• SEITENAUSZUG:

━━━━━━━━━━━━━━━━━━━━

Weizen: Kommt mit dem Regen der Preisknick?
Dipl.-Ing. agr. S. Linker  sabine.linker@llh.hessen.de
Stand: 29.08.2003


Am 08.08.2003 hieß es an dieser Stelle: "... Unstrittig ist, daß Brotweizen und Futtergetreide ein deutliches Produktionsdefizit ausweisen. ... Nach meiner Einschätzung werden die Kurse bereits in der zweiten Augusthälfte kräftig anziehen. ...". Was dann auch geschah.

Marktlage
Inzwischen koppelt sich der europäische Markt zunehmend von der internationalen Preisentwicklung ab. Während Niederschlage in den USA und in Australien der nach oben gerichteten internationalen Kursentwicklung einen deutlichen Dämpfer verpaßt haben, klettern die Weizenpreise in der EU noch immer langsam noch oben. Gefragt sind alle Weizenqualitäten. Derzeit verharren die Preise an unseren Märkten auf dem erreichten Niveau.

 

Fakten

  • Hohe Ernteeinbußen in Deutschland
    Die Getreideernte ist in Deutschland so schlecht ausgefallen wie seit acht Jahren nicht mehr. Mit Erträgen von insgesamt 39,5 Mio.t Getreide liegt die Ernte 2003 nach Aussage des Bundeslandwirtschaftsministeriums um 8,9 % unter dem Vorjahreswert und sogar 13,1 % unter dem langjährigen Durchschnitt (Ø 1997-2002: 45,5 Mio.t).

    Dabei sind die Ertragseinbußen sehr uneinheitlich über das Bundesgebiet verteilt. Während Schleswig-Holstein mit einem Plus von 7,9 % sogar ein deutlich besseres Ergebnis als letztes Jahr erzielte, gab es im Westen deutliche Ertragsrückgänge, während der Südwesten und Südosten und vor allem der Osten Deutschlands am stärksten unter der Witterung zu leiden hatten. Ein kleiner Lichtblick: Die Qualitäten bei Brotgetreide sind gut.

  • Prognose des IGC
    Die neuste Prognose zum internationalen Weizenmarkt vom 28.08.2003 stammt vom internationalen Getreiderat (IGC). Er schätzt die Weltproduktion 2003/04 (Juli/Juni) auf nur noch 557 Millionen Tonnen Mio. t, befindet sich damit aber noch immer um knapp 8 Mio. t über der Prognose des USDA vom 12.08.2003. Die Endbestände der fünf Hauptexporteure (Argentinien, Australien, Kanada, EU, USA) liegen jetzt mit 35 Mio. t (Vj. 37) bei nur noch 6 % des weltweiten Jahresbedarfs.

━━━━━━━━━━━━━━━━━━━━

• ERFASSTE ANGABEN:
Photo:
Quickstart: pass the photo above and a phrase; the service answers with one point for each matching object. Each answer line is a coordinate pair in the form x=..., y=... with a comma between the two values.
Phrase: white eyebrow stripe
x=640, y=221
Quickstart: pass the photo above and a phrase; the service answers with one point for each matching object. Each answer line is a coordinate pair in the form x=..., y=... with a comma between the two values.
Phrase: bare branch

━━━━━━━━━━━━━━━━━━━━

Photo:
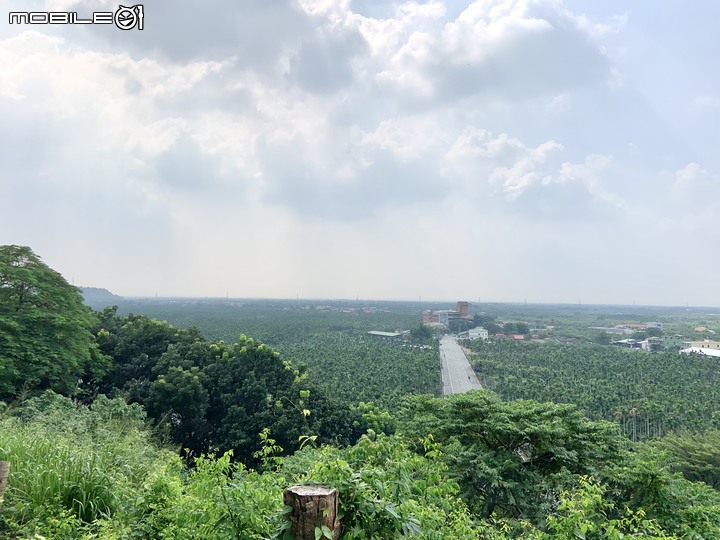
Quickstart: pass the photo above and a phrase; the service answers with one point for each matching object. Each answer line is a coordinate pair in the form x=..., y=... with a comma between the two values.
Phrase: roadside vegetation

━━━━━━━━━━━━━━━━━━━━

• AUFGABENSTELLUNG:
(A) Stimmen diese Aussagen mit dem Seitenauszug überein? Antworte jeweils mit Ja oder Nein und zitiere wörtlich die entscheidende Stelle. (i) Schleswig-Holstein erzielte ein besseres Ergebnis als im Vorjahr. (ii) Die Qualitäten bei Brotgetreide sind schlecht. (iii) Die neueste Prognose zum internationalen Weizenmarkt stammt vom internationalen Getreiderat.
(B) Um wie viel Prozent liegt die Getreideernte 2003 laut Seitenauszug unter dem Vorjahreswert?
Die Zeilen haben mit dem Seitenauszug nichts zu tun.

• LÖSUNGEN:
(A)
(i) Ja: „Während Schleswig-Holstein mit einem Plus von 7,9 % sogar ein deutlich besseres Ergebnis als letztes Jahr erzielte“
(ii) Nein: „Die Qualitäten bei Brotgetreide sind gut.“
(iii) Ja: „Die neuste Prognose zum internationalen Weizenmarkt vom 28.08.2003 stammt vom internationalen Getreiderat (IGC).“

(B) Um 8,9 %.